**IL TUO COMPITO**
Riscrivi il tratto di righe che va dalla riga contenente "For the movement-pattern feed, indicate each instance of the arm" fino alla fine, sostituendo "spanish flag" con "flag of Spain" e lasciando invariato tutto il resto. Non includere le immagini nella risposta.
*** CONTENUTO DEL DATASET
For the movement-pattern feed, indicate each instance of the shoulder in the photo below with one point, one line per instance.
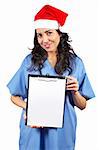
(79, 62)
(27, 59)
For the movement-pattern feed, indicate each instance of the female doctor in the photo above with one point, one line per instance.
(52, 54)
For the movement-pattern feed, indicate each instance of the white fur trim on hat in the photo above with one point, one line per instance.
(44, 23)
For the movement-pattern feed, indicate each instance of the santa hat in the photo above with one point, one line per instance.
(50, 17)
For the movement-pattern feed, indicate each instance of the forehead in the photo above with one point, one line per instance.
(43, 30)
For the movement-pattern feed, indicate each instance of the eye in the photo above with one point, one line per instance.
(39, 35)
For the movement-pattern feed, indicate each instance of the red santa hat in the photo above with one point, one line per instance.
(50, 17)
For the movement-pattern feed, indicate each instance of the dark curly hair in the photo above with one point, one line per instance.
(65, 54)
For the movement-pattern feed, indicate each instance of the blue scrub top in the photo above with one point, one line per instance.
(50, 138)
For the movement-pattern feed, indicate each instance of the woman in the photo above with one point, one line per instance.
(53, 55)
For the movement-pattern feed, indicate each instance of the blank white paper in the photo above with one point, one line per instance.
(46, 101)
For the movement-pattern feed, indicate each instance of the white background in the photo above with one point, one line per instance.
(16, 35)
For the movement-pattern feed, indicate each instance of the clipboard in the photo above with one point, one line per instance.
(45, 102)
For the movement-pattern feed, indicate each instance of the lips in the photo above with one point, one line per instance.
(47, 46)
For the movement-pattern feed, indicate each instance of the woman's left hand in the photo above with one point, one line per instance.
(72, 84)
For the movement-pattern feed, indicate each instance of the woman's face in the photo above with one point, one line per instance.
(48, 39)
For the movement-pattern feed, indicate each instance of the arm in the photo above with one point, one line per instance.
(79, 100)
(18, 101)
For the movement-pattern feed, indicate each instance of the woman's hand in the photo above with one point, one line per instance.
(24, 116)
(72, 84)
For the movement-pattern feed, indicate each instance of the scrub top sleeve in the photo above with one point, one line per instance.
(84, 84)
(17, 84)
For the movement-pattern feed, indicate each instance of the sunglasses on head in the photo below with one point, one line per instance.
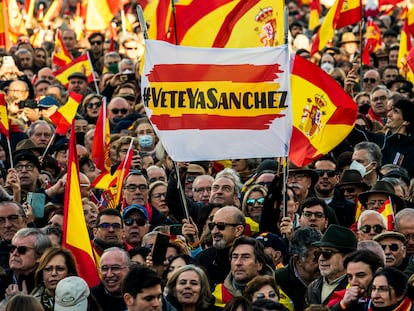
(130, 221)
(20, 249)
(117, 111)
(220, 225)
(377, 228)
(393, 247)
(326, 253)
(330, 173)
(252, 202)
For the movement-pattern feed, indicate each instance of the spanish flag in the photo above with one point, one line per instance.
(63, 117)
(327, 29)
(75, 235)
(100, 144)
(321, 108)
(79, 64)
(220, 23)
(60, 55)
(4, 119)
(387, 211)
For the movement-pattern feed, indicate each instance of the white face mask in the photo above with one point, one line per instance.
(360, 168)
******
**SOLUZIONE DELL'ESERCIZIO**
For the movement-pattern feed, indicate each instance of the arm in the photo above with one point, one line per instance.
(79, 100)
(18, 101)
For the movement-pattern feed, indicate each instance of the woman's hand in the photo above with one point, one line per instance.
(24, 116)
(72, 84)
For the movement-pattern feed, indicate each instance of the scrub top sleeve in the photo above with one point, one line per instance.
(84, 84)
(17, 84)
For the movement-pattern feed, indicate each instance of the sunglasses on head in the photo below with one point, one line per instance.
(130, 221)
(20, 249)
(117, 111)
(220, 225)
(377, 228)
(393, 247)
(326, 253)
(330, 173)
(252, 202)
For the movement-pattern feed, indicate each instance of the flag of Spain in the photo above with one point, one line per instance.
(63, 117)
(327, 29)
(75, 235)
(100, 144)
(321, 108)
(79, 64)
(220, 23)
(60, 55)
(4, 119)
(387, 211)
For the movement-pattern feed, indicate each instance of the white face mask in the photo above with one point, one line per instance.
(360, 168)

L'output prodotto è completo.